#### [EXERCISE REQUIREMENTS]
Pick out every line in the items below that contains the word "dark" and copy each of those lines.

#### [AVAILABLE DATA]
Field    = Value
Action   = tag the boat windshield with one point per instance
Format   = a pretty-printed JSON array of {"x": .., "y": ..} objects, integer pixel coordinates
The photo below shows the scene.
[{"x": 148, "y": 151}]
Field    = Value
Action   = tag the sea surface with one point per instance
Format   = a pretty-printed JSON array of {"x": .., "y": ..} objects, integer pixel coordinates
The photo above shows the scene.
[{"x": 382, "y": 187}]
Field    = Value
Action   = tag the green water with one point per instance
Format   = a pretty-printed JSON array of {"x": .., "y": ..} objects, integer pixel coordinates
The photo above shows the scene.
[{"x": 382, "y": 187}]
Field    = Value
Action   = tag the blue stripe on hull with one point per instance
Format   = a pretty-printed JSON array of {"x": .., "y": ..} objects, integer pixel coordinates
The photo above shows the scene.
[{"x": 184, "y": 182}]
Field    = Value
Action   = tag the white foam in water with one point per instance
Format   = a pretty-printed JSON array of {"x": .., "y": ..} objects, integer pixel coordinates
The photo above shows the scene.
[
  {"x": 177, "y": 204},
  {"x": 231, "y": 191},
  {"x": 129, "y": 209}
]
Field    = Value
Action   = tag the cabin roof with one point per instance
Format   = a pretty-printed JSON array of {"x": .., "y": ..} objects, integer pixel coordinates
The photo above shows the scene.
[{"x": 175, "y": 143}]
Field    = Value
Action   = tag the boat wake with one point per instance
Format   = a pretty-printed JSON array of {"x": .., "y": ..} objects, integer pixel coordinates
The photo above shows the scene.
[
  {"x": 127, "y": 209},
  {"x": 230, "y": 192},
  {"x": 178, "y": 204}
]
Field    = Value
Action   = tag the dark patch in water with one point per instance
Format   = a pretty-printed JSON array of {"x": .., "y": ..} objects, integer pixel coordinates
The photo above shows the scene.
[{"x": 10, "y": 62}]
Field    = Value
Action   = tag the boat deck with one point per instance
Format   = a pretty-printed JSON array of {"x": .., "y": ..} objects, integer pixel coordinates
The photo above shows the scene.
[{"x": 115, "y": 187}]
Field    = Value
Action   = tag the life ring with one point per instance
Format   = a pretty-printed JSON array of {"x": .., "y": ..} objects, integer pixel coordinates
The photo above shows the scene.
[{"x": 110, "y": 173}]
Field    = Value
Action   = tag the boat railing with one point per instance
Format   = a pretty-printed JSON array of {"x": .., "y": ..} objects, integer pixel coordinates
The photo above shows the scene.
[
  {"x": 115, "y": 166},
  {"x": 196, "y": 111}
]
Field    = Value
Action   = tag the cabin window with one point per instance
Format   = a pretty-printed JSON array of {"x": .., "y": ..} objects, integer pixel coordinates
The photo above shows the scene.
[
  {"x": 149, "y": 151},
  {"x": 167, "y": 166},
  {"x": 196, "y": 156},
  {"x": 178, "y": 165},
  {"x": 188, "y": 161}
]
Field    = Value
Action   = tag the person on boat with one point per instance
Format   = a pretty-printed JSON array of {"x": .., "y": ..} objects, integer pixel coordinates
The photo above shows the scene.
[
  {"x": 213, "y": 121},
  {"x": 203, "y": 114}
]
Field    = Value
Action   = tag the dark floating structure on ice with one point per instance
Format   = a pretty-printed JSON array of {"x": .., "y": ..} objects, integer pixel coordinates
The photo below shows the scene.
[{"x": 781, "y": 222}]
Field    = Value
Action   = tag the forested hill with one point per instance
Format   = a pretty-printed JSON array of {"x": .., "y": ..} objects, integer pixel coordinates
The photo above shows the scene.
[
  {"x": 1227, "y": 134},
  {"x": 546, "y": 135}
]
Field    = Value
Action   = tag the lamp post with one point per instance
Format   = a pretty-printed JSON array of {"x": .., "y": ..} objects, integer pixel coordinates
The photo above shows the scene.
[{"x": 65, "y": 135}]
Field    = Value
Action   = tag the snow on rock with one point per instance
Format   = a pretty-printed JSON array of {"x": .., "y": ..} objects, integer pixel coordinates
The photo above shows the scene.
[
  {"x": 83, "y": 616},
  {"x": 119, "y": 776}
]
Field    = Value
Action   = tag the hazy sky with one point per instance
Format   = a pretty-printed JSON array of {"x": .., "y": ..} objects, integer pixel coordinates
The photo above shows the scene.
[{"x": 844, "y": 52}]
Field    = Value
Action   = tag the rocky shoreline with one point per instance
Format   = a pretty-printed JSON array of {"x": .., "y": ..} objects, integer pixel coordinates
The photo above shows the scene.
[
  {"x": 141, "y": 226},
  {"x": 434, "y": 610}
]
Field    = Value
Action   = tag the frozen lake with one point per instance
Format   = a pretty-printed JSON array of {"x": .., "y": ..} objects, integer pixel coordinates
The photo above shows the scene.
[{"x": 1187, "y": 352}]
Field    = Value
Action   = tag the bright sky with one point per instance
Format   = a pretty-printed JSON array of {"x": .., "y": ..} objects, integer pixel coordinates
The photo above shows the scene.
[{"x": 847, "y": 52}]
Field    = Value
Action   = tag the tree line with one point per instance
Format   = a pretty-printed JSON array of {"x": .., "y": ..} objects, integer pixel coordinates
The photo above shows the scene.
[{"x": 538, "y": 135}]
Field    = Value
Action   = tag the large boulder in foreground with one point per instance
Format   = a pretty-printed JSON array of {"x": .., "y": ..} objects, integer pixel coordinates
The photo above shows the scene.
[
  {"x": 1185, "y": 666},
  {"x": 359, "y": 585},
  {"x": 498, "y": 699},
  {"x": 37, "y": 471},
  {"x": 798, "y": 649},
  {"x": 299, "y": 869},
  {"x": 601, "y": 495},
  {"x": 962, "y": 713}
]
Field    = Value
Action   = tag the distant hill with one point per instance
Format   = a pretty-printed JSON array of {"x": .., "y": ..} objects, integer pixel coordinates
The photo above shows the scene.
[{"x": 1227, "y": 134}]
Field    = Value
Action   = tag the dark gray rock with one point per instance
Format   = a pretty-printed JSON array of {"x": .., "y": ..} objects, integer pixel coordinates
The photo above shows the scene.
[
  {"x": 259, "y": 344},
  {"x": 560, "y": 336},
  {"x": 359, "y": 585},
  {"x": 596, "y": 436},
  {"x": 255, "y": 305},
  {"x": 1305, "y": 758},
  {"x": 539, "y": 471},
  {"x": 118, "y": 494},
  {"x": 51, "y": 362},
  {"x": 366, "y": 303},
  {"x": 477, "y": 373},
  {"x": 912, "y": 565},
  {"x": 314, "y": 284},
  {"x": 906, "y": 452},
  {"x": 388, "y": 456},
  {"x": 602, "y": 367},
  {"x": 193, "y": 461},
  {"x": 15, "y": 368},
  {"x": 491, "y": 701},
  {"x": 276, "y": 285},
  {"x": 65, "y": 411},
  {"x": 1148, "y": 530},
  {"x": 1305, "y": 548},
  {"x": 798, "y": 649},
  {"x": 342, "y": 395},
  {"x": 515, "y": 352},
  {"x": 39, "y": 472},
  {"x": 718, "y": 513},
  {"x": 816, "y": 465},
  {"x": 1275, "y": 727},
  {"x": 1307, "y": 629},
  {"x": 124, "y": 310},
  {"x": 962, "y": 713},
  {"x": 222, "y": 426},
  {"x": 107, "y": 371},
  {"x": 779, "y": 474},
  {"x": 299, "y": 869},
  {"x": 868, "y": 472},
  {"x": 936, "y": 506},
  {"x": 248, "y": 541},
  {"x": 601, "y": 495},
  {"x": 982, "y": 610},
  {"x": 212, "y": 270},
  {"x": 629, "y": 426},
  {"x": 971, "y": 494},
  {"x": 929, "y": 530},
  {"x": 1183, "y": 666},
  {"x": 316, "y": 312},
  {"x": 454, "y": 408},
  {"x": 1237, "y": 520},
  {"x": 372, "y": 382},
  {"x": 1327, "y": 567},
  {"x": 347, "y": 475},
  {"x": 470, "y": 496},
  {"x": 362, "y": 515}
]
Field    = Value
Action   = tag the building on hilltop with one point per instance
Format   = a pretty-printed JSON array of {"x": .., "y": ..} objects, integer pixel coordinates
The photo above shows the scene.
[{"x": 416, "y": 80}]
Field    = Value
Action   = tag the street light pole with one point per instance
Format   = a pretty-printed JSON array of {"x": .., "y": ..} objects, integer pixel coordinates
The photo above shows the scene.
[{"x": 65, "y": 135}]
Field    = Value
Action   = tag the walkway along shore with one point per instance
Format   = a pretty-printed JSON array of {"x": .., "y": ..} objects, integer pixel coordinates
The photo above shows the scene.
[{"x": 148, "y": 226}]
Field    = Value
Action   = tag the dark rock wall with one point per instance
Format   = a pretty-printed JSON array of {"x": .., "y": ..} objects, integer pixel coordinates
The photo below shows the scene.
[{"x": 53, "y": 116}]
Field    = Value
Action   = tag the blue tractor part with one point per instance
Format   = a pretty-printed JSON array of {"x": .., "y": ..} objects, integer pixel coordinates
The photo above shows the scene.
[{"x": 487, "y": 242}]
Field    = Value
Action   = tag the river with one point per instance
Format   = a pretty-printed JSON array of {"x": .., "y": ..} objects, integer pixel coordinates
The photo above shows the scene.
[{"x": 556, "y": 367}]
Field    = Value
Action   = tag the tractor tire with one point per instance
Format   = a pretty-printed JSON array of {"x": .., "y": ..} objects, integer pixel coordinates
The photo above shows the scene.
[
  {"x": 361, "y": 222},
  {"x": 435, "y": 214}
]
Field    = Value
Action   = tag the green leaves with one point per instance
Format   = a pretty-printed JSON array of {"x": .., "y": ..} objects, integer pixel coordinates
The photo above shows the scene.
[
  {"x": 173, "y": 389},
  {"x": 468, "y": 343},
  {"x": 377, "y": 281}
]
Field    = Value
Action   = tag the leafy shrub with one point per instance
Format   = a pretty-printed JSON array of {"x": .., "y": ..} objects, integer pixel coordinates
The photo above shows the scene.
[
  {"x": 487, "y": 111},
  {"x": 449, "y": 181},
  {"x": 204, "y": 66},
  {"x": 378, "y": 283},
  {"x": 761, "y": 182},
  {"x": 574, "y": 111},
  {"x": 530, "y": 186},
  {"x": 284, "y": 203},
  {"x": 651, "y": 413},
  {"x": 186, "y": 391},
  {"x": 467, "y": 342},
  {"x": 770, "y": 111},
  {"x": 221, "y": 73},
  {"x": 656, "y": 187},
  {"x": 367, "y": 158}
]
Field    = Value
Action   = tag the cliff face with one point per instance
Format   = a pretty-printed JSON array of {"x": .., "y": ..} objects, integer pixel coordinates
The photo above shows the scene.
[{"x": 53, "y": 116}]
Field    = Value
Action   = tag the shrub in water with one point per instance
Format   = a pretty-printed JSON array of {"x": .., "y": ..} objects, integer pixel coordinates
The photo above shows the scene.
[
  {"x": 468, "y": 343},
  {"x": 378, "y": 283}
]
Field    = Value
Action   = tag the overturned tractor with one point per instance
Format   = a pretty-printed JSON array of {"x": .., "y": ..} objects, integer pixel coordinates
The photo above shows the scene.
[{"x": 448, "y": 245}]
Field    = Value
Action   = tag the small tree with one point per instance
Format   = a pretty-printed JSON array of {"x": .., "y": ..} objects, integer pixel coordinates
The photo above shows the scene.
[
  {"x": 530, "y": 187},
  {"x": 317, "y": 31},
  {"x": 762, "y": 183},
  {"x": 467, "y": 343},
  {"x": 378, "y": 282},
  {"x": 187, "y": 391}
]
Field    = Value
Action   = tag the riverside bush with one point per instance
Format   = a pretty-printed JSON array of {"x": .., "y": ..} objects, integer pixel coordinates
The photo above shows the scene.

#### [TASK RESULT]
Action   = tag the dark patch in water with one point per instance
Action   = tag the dark floating structure on ice with one point per instance
Action   = tag the dark gray rock with one point per instance
Action   = tag the dark rock wall with one point per instance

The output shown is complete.